AUFGABE A: Welche Frauenfiguren des Romans nennt der Text zur Analyse?
==== TEXT ZUR ANALYSE
In beiden wird vor allem erzählt, doch im dritten Teil wird endlich, wie es
sich für einen richtigen Roman gehört, viel geredet, dialogisiert. Der
Kommissar wird dabei vom Verhörer und Zuhörer zum Erzähler, eigentlich zum
Klagenden und Weltweisen, der über alles mögliche sinniert, vor allem wie
schlecht heute alles steht und sich entwickelt.
Hiffenmarkt und Röhr bilden das Personal des Romans, und natürlich ist
Kapielski weder der eine noch der andere, dann schon eher beide zusammen,
denn so manches, was die zwei mitteilen, hat man bereits [1][in älteren
Kapielski-Texten] vernommen. Insofern ist dieser Roman sehr deutlich eine
weitere Darlegung von Ansichten und Vorstellungen des Autors.
## Frauen spielen im Buch eine besondere Rolle
Eine wirkliche Entwicklung der Personen findet trotz der „Heilung“
Hiffenmarkts nicht statt. Frauen kommen nur als verständige, doch
eigenwillige Ehefrau Dietlinde vor und als doofe Stieftochter, genannt „Die
Dicke“; sodann noch Frau Lehmann, die den ganzen Schlamassel auslöst, in
den Hiffenmarkt gerät, denn er fällt auf ihre anziehende Erscheinung herein
und übernimmt am Bahnhof Schweinfurt angebliche Geburtstagspäckchen, die er
abgeben soll in seiner Heimatstadt Grollstadt-Sauger beim Ehemann der
Lehmann.
========
==== VORLIEGENDE EINTRÄGE
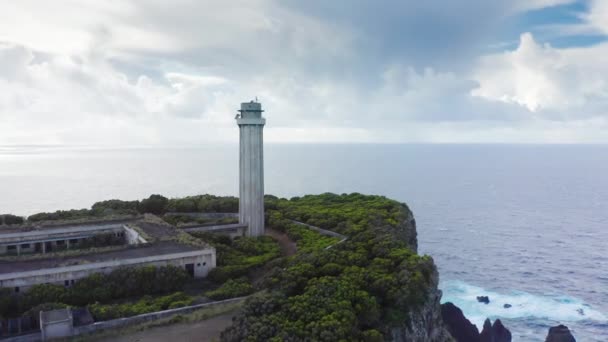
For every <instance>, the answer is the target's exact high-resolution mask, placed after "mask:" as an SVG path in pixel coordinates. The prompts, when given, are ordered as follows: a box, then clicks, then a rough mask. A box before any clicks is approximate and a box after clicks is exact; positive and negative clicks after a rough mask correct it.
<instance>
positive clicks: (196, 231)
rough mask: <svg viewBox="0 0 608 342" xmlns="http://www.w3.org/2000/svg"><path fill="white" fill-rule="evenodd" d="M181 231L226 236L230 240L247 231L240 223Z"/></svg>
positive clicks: (225, 224) (185, 228) (218, 225)
mask: <svg viewBox="0 0 608 342" xmlns="http://www.w3.org/2000/svg"><path fill="white" fill-rule="evenodd" d="M181 229H182V230H183V231H185V232H188V233H192V232H206V233H215V234H224V235H228V236H230V237H231V238H235V237H239V236H244V235H245V233H246V231H247V225H246V224H241V223H229V224H218V225H213V226H204V225H203V226H194V227H183V228H181Z"/></svg>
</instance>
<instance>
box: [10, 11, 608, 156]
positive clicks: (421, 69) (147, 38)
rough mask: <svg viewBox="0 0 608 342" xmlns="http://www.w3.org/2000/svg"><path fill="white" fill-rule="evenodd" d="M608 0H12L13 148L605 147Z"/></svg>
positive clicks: (607, 125) (11, 106) (12, 92)
mask: <svg viewBox="0 0 608 342" xmlns="http://www.w3.org/2000/svg"><path fill="white" fill-rule="evenodd" d="M607 56H608V0H578V1H575V0H458V1H445V0H441V1H440V0H427V1H418V0H382V1H376V0H368V1H365V0H335V1H327V0H307V1H300V0H231V1H219V0H217V1H210V0H204V1H201V0H174V1H162V0H143V1H135V0H123V1H113V0H108V1H98V0H54V1H37V0H20V1H9V0H0V145H94V146H148V145H149V146H157V145H159V146H161V145H162V146H201V145H205V144H210V143H225V142H231V143H235V142H236V141H237V140H238V129H237V126H236V123H235V121H234V117H235V115H236V110H237V109H238V108H239V106H240V103H241V102H244V101H249V100H251V99H254V98H256V97H257V98H258V99H259V100H260V102H261V103H262V105H263V107H264V109H265V110H266V112H265V117H266V118H267V125H266V127H265V132H264V134H265V140H266V141H268V142H281V143H608V57H607Z"/></svg>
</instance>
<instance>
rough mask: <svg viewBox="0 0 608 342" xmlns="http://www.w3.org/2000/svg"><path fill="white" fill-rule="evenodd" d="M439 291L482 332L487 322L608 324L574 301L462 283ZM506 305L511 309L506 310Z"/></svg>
mask: <svg viewBox="0 0 608 342" xmlns="http://www.w3.org/2000/svg"><path fill="white" fill-rule="evenodd" d="M439 287H440V289H441V290H442V291H443V298H442V302H443V303H445V302H452V303H454V304H455V305H456V306H458V307H459V308H460V309H461V310H462V311H463V313H464V314H465V316H466V317H467V318H468V319H469V320H470V321H471V323H473V324H475V325H477V327H478V328H479V329H481V327H483V322H484V320H485V319H486V318H490V319H491V320H494V319H496V318H509V319H518V318H526V319H534V318H537V319H544V320H551V321H558V322H563V323H565V324H567V323H568V322H577V321H584V320H590V321H596V322H601V323H608V318H607V316H606V315H604V314H603V313H601V312H599V311H597V310H594V309H593V308H592V307H591V306H590V305H589V304H587V303H585V302H584V301H582V300H580V299H577V298H573V297H567V296H543V295H534V294H530V293H527V292H522V291H510V292H509V293H499V292H494V291H488V290H486V289H484V288H481V287H478V286H474V285H469V284H467V283H465V282H462V281H446V282H443V283H441V284H440V285H439ZM477 296H488V297H489V298H490V303H489V304H483V303H479V302H478V301H477ZM505 304H510V305H511V307H510V308H505V307H504V305H505Z"/></svg>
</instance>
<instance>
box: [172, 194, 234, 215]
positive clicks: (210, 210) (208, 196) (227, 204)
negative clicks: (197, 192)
mask: <svg viewBox="0 0 608 342" xmlns="http://www.w3.org/2000/svg"><path fill="white" fill-rule="evenodd" d="M167 211H172V212H179V213H189V212H201V213H236V212H238V211H239V199H238V198H236V197H231V196H226V197H221V196H213V195H199V196H188V197H184V198H174V199H171V200H170V201H169V203H168V205H167Z"/></svg>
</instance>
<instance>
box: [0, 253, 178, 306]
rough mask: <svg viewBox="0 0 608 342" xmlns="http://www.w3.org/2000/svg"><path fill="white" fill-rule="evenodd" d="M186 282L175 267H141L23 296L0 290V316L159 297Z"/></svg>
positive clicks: (88, 277) (100, 274)
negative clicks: (71, 306)
mask: <svg viewBox="0 0 608 342" xmlns="http://www.w3.org/2000/svg"><path fill="white" fill-rule="evenodd" d="M187 280H188V275H187V274H186V272H185V271H184V270H183V269H182V268H178V267H175V266H170V265H169V266H162V267H159V268H156V267H154V266H144V267H139V268H128V267H125V268H119V269H116V270H114V271H112V272H111V273H109V274H107V275H105V274H102V273H97V274H92V275H90V276H88V277H86V278H83V279H80V280H78V281H77V282H75V283H74V285H73V286H71V287H64V286H60V285H55V284H40V285H34V286H32V287H31V288H30V289H29V290H28V291H27V292H25V293H23V294H14V293H12V291H11V289H7V288H3V289H0V316H1V317H17V316H19V315H21V314H23V313H24V312H27V311H28V310H30V309H32V308H34V307H36V306H39V305H42V304H48V303H60V304H64V305H72V306H86V305H89V304H93V303H96V302H100V303H108V302H110V301H112V300H117V299H124V298H130V297H135V296H143V295H158V294H165V293H171V292H175V291H178V290H181V289H182V288H183V287H184V284H185V283H186V281H187Z"/></svg>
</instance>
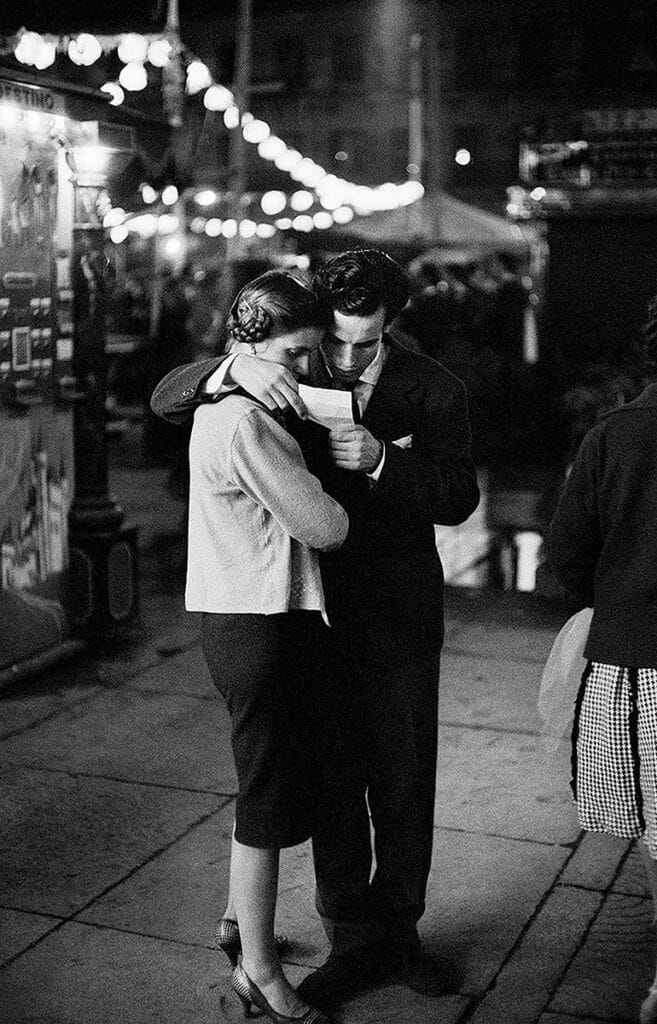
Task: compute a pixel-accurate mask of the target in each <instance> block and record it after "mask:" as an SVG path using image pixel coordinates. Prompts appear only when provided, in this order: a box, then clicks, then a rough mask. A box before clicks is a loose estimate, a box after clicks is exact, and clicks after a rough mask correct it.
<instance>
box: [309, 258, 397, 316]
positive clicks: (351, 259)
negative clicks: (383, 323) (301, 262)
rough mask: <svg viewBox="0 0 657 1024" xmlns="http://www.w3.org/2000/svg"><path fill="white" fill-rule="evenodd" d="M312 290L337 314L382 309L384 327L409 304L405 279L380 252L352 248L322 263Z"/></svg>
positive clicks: (313, 280) (360, 312)
mask: <svg viewBox="0 0 657 1024" xmlns="http://www.w3.org/2000/svg"><path fill="white" fill-rule="evenodd" d="M313 286H314V289H315V291H316V293H317V295H318V296H319V298H320V299H322V300H323V301H324V302H326V303H327V304H329V305H330V306H331V307H332V308H333V309H337V310H338V312H341V313H346V314H351V315H356V316H370V315H371V314H373V313H374V312H376V311H377V309H379V308H380V307H381V306H384V307H385V309H386V324H389V323H390V321H392V319H394V318H395V316H396V315H397V313H399V312H401V310H402V309H403V307H404V306H405V305H406V302H407V301H408V297H409V295H410V289H409V286H408V279H407V278H406V274H405V273H404V271H403V270H402V268H401V267H400V266H399V264H398V263H397V262H396V261H395V260H394V259H392V257H391V256H389V255H388V253H384V252H381V250H379V249H352V250H350V251H348V252H345V253H341V254H340V256H335V257H334V258H333V259H331V260H329V262H327V263H323V264H322V265H321V266H320V267H318V269H317V270H316V272H315V274H314V278H313Z"/></svg>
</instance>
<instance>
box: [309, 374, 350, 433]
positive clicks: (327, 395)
mask: <svg viewBox="0 0 657 1024" xmlns="http://www.w3.org/2000/svg"><path fill="white" fill-rule="evenodd" d="M299 396H300V398H301V399H302V400H303V403H304V406H305V408H306V410H307V414H308V419H309V420H312V421H313V423H318V424H319V425H320V426H321V427H326V428H327V429H329V430H340V429H342V428H344V427H353V425H354V417H353V408H352V397H351V392H350V391H334V390H333V389H332V388H325V387H309V386H308V385H307V384H300V385H299Z"/></svg>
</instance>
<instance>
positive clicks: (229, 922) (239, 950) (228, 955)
mask: <svg viewBox="0 0 657 1024" xmlns="http://www.w3.org/2000/svg"><path fill="white" fill-rule="evenodd" d="M215 945H216V946H218V947H219V949H221V951H222V952H224V953H225V954H226V956H227V957H228V959H229V961H230V964H231V966H232V967H236V966H237V963H238V959H239V952H240V950H242V942H240V941H239V929H238V928H237V923H236V922H235V921H231V920H230V918H222V919H221V921H220V922H219V924H218V926H217V931H216V934H215Z"/></svg>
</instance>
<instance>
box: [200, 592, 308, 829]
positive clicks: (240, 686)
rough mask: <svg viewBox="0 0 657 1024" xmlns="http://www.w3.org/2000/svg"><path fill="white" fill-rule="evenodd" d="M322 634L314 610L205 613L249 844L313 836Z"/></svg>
mask: <svg viewBox="0 0 657 1024" xmlns="http://www.w3.org/2000/svg"><path fill="white" fill-rule="evenodd" d="M325 633H326V627H325V626H324V624H323V621H322V618H321V615H320V614H319V612H315V611H288V612H284V613H282V614H275V615H260V614H218V613H214V612H212V613H211V612H205V613H204V615H203V618H202V639H203V651H204V654H205V657H206V660H207V663H208V666H209V668H210V673H211V676H212V680H213V682H214V684H215V686H216V687H217V689H218V690H219V692H220V693H221V694H222V696H223V697H224V699H225V701H226V705H227V707H228V712H229V714H230V718H231V721H232V732H231V743H232V751H233V756H234V759H235V768H236V772H237V788H238V792H237V801H236V807H235V839H236V840H237V842H238V843H242V844H243V845H244V846H253V847H259V848H263V849H272V848H280V847H287V846H296V845H297V844H298V843H304V842H305V841H306V840H307V839H308V838H309V837H310V835H311V830H312V813H313V804H314V803H315V799H316V785H315V779H316V769H315V757H316V749H317V740H316V727H317V724H318V723H317V716H316V708H317V702H318V701H317V694H316V693H315V692H314V691H313V690H314V686H315V676H316V671H315V669H316V666H318V665H319V664H320V660H321V657H322V650H323V645H324V643H325Z"/></svg>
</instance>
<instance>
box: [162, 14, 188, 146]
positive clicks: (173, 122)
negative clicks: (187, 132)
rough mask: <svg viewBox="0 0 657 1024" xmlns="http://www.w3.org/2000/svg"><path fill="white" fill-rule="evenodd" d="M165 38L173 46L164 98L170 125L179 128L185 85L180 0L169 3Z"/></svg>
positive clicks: (172, 46)
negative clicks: (179, 10) (178, 2)
mask: <svg viewBox="0 0 657 1024" xmlns="http://www.w3.org/2000/svg"><path fill="white" fill-rule="evenodd" d="M165 38H166V39H167V40H168V41H169V43H170V44H171V53H170V54H169V60H168V62H167V63H166V65H165V67H164V68H163V69H162V98H163V102H164V108H165V111H166V114H167V119H168V121H169V124H170V125H171V126H172V127H173V128H179V127H180V126H181V124H182V121H183V106H184V83H183V77H184V76H183V71H182V60H181V56H182V41H181V39H180V15H179V12H178V0H168V2H167V24H166V26H165Z"/></svg>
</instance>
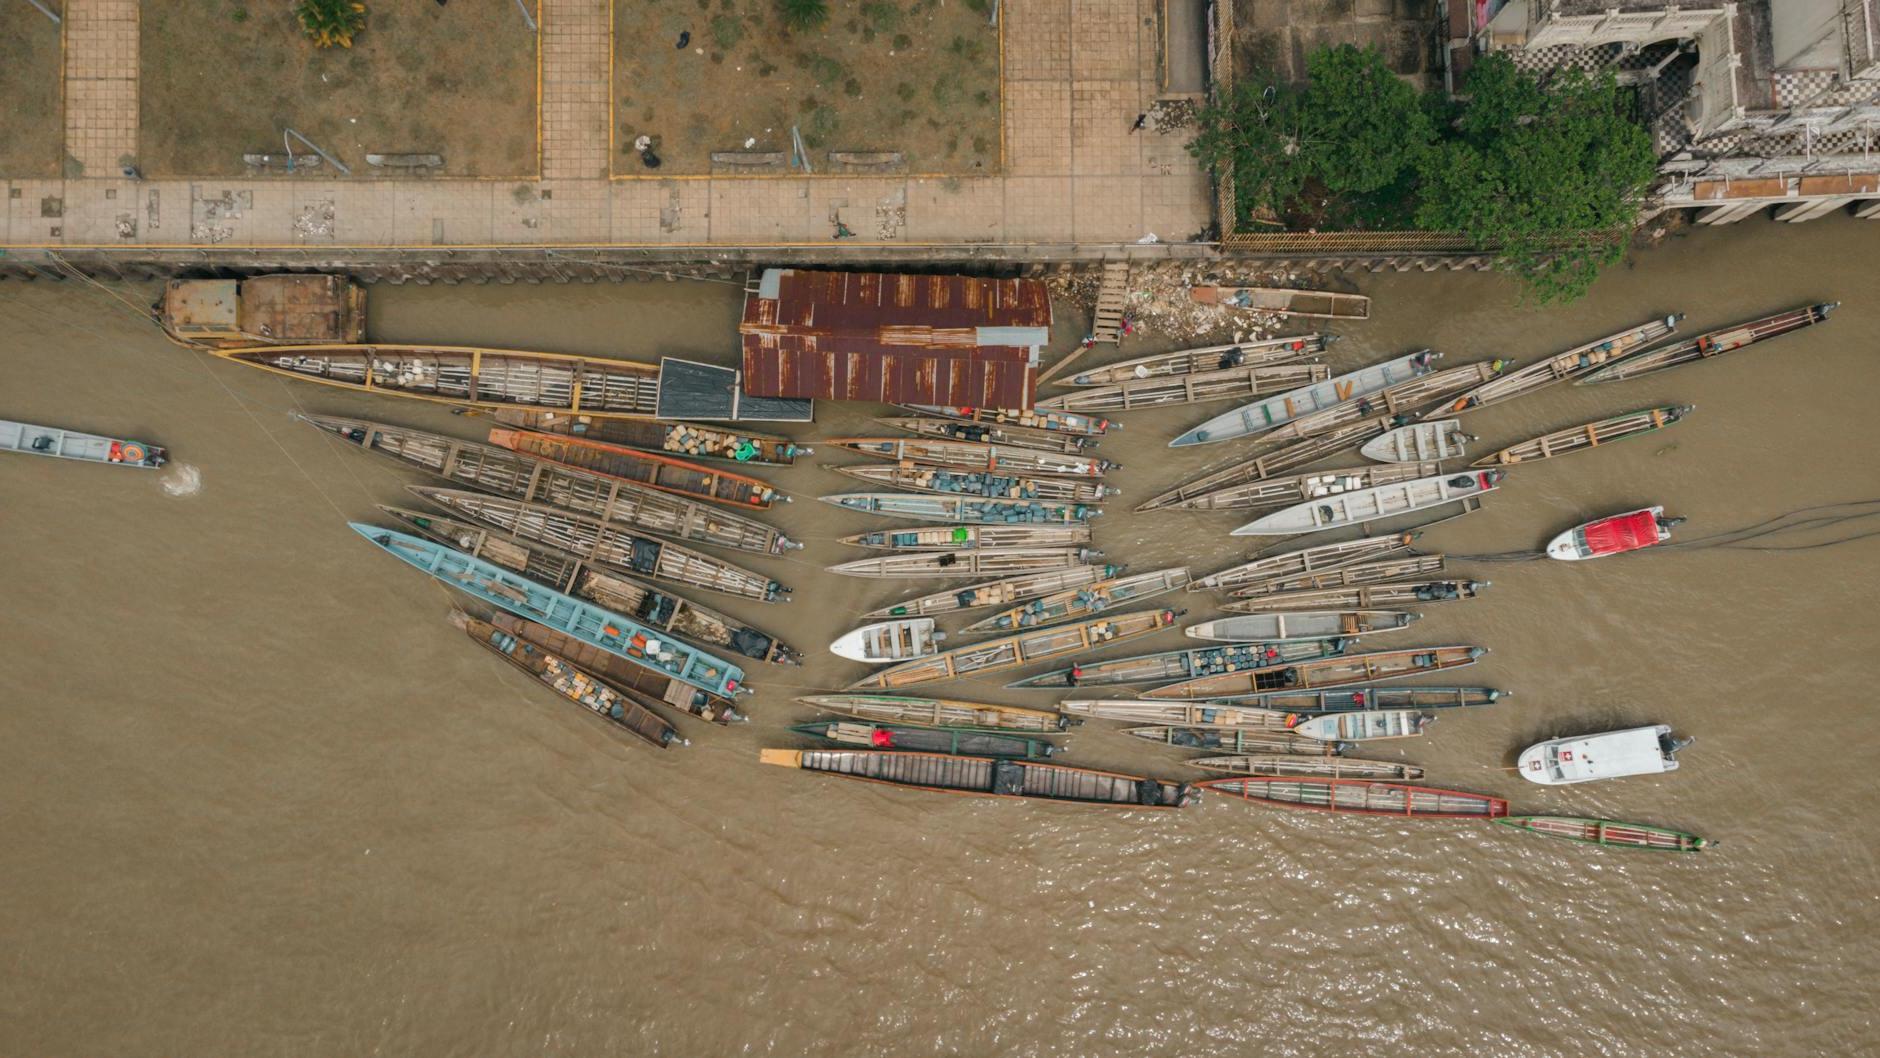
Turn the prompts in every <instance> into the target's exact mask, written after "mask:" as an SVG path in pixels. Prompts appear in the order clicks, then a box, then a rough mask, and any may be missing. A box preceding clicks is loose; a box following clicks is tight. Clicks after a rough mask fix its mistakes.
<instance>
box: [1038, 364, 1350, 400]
========
AUFGABE B: Gib aus den Einträgen die Zeilen unverändert aus, beginnend am Anfang der Einträge und endend mit der Zeile, die „positive clicks: (225, 224)“ enthält, beide eingeschlossen. Lass die Bilder weg.

AUSGABE A: Dietlinde, die Ehefrau; die Stieftochter, genannt „Die Dicke“; Frau Lehmann

AUSGABE B:
For every <instance>, the answer is the target's exact high-resolution mask, placed after "mask:" as an SVG path in pixel coordinates. The prompts, when given, are ordered as follows: a box, then clicks, then a rough mask. A box before any clicks is approximate and a box after clicks is exact; positive and negative clicks after a rough mask correct it.
<instance>
positive clicks: (196, 231)
rough mask: <svg viewBox="0 0 608 342" xmlns="http://www.w3.org/2000/svg"><path fill="white" fill-rule="evenodd" d="M181 231L226 236L230 240L247 231L240 223Z"/></svg>
positive clicks: (225, 224) (185, 228) (218, 225)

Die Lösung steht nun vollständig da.